[Dataset entries]
============================================================
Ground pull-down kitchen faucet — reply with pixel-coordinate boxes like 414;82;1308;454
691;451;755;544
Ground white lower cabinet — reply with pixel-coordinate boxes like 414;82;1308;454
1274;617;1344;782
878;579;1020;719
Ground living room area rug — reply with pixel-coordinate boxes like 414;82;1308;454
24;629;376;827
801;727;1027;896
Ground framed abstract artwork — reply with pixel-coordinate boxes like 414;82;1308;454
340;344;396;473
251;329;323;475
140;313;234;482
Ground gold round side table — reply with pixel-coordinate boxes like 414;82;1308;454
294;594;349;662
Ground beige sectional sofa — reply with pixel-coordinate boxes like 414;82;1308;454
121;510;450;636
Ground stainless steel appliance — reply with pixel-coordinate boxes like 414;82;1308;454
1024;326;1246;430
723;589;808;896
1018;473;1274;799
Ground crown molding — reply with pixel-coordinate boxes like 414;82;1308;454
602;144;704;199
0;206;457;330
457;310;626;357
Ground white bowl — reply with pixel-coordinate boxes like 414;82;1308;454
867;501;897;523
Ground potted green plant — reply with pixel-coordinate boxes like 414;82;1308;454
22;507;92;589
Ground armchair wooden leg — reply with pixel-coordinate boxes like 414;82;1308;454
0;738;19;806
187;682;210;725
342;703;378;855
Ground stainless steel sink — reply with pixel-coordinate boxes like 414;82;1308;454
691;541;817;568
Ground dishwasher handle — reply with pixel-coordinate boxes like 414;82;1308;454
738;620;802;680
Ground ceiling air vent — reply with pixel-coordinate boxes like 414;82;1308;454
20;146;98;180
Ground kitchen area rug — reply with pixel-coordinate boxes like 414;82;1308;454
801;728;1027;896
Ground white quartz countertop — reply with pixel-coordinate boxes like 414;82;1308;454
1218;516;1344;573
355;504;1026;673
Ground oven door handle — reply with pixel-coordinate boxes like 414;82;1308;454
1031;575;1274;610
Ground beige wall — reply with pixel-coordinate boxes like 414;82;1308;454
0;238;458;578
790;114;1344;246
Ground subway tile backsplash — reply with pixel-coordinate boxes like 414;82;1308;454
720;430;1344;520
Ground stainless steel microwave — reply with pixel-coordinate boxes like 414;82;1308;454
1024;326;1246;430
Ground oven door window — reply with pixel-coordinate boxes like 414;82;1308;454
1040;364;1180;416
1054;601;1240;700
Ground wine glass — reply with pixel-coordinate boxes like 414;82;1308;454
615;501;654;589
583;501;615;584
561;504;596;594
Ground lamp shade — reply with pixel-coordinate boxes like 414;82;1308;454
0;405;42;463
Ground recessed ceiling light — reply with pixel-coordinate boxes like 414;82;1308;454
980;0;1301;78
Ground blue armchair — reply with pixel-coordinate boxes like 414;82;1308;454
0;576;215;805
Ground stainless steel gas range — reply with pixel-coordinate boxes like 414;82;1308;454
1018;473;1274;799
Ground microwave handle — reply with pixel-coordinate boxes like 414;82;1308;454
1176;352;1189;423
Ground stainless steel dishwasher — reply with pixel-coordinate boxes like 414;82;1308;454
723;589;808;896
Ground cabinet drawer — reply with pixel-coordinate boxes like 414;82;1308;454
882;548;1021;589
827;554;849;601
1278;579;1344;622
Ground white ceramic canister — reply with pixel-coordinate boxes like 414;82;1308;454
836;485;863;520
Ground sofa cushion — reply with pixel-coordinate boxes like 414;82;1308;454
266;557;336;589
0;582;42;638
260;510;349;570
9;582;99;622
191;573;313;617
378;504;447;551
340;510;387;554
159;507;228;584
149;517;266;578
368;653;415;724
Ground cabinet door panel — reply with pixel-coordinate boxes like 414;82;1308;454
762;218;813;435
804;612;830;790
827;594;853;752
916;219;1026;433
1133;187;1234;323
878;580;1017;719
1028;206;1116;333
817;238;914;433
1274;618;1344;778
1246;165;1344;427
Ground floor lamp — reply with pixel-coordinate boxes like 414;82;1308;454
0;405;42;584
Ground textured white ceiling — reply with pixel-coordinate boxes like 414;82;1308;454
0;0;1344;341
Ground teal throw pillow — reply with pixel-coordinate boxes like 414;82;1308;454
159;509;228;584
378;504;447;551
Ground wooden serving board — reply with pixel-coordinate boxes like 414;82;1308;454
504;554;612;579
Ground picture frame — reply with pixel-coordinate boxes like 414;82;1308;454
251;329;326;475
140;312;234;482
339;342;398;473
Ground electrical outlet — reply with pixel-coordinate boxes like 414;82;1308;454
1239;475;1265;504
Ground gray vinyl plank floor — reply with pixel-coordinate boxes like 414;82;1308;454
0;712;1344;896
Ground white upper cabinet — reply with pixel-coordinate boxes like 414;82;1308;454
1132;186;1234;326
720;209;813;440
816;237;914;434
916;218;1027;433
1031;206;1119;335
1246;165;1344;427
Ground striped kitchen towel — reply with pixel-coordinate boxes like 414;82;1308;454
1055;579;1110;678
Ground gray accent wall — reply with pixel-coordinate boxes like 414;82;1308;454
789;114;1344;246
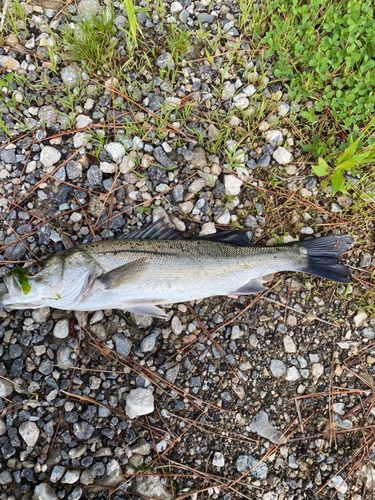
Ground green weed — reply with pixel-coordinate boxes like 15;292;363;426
120;0;150;48
59;7;118;72
312;120;375;195
5;0;29;38
262;0;375;130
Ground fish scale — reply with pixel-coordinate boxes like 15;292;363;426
0;221;352;318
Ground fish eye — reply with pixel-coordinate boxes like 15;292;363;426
26;263;42;276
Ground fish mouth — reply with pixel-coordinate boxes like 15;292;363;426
0;275;43;310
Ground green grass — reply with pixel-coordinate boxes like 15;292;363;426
4;0;29;38
261;0;375;131
59;7;118;73
121;0;150;48
312;119;375;197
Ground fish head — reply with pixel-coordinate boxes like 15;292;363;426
0;249;101;310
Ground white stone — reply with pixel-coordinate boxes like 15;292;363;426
0;418;7;436
277;104;290;116
60;66;78;86
0;378;14;398
283;335;297;353
162;142;173;153
40;146;61;167
265;130;283;146
53;319;69;339
328;476;348;495
311;363;324;379
224;175;243;196
221;82;236;101
229;115;241;127
119;156;135;174
171;316;182;335
99;161;116;174
125;387;154;418
216;210;230;224
155;183;169;193
18;422;40;446
212;451;225;467
234;96;250;109
353;311;368;328
285;366;301;382
0;56;20;71
33;483;59;500
104;142;125;163
135;475;172;500
188;179;206;193
76;115;93;128
31;306;50;323
61;469;81;484
272;147;293;165
199;222;216;236
171;2;184;15
242;85;256;97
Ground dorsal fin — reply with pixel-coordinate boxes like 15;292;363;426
119;219;183;240
202;231;252;247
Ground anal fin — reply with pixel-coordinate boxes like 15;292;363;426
229;280;268;295
126;304;168;319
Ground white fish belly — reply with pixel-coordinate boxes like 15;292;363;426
75;244;302;311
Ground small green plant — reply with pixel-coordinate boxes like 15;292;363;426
302;135;327;157
5;0;29;37
9;266;31;295
262;0;375;130
59;7;117;71
0;73;13;102
312;120;375;195
164;23;191;64
238;0;254;29
120;0;150;48
155;0;165;24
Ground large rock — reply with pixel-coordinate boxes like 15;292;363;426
135;476;172;500
224;175;243;196
19;422;40;446
125;387;154;418
33;483;58;500
250;410;282;443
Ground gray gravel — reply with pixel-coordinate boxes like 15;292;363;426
0;0;375;500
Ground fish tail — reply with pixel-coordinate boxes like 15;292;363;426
297;235;353;283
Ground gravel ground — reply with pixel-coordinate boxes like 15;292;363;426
0;0;375;500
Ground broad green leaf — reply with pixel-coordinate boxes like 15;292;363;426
331;170;346;196
312;158;330;177
337;139;360;165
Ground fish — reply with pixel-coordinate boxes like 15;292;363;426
0;220;353;319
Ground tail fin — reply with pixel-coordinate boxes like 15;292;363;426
297;235;353;283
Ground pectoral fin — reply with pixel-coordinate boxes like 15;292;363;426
97;259;149;290
229;280;267;295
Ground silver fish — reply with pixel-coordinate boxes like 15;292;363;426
0;220;352;318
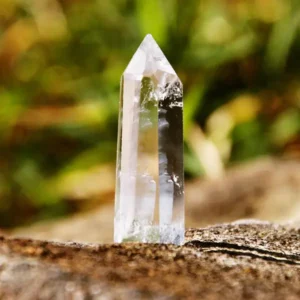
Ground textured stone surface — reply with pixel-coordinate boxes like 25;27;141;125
114;35;184;244
0;221;300;300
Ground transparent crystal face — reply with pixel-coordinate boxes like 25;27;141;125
============================================================
The problem -
Please copy the records from the line containing "Ground anal fin" through the end of the records, substituting "pebbles" for "gravel" and keeping everything else the same. Leave the pictures out of your answer.

Task response -
Ground anal fin — reply with pixel-coordinate boxes like 15;292;363;426
229;280;268;295
126;304;168;319
Ground white fish belly — reply with pixel-coordinate boxes like 15;292;363;426
75;244;302;311
Ground small green plant — reply with pixel-coordinate boxes like 15;292;363;426
302;135;327;157
5;0;29;37
9;266;31;295
262;0;375;130
59;7;117;71
0;73;13;102
312;120;375;195
164;23;191;64
238;0;254;29
120;0;150;48
155;0;165;24
Ground large rock — reply with pixel-coordinate boxes like 15;292;363;426
135;476;172;500
224;175;243;196
19;422;40;446
125;387;154;418
33;483;58;500
250;410;282;443
Ground gray pebbles — reply with pixel-coordinate boxes like 15;292;363;426
0;0;375;500
Ground fish tail — reply with pixel-coordinate boxes like 15;292;363;426
297;235;353;283
Ground pebbles ground — reply with pixel-coordinate boxes like 15;292;363;426
0;0;375;500
Ground broad green leaf — reply with pixel-coordinate boxes like 15;292;363;426
331;170;346;196
312;158;330;177
337;139;360;165
Ground fish — reply with pixel-coordinate boxes like 15;292;363;426
0;220;353;319
Ground tail fin — reply with pixel-coordinate boxes like 15;292;363;426
297;235;353;283
Ground pectoral fin — reply with pixel-coordinate boxes like 15;292;363;426
97;259;149;290
229;280;267;295
Ground silver fish — reply with pixel-coordinate boxes like 15;292;363;426
0;220;352;318
Ground textured stone surface — reply with pixel-coordinate boxes like 25;27;141;125
114;35;184;244
0;221;300;300
Ground transparent crystal face — reply with pixel-coordinate boxes like 25;27;141;125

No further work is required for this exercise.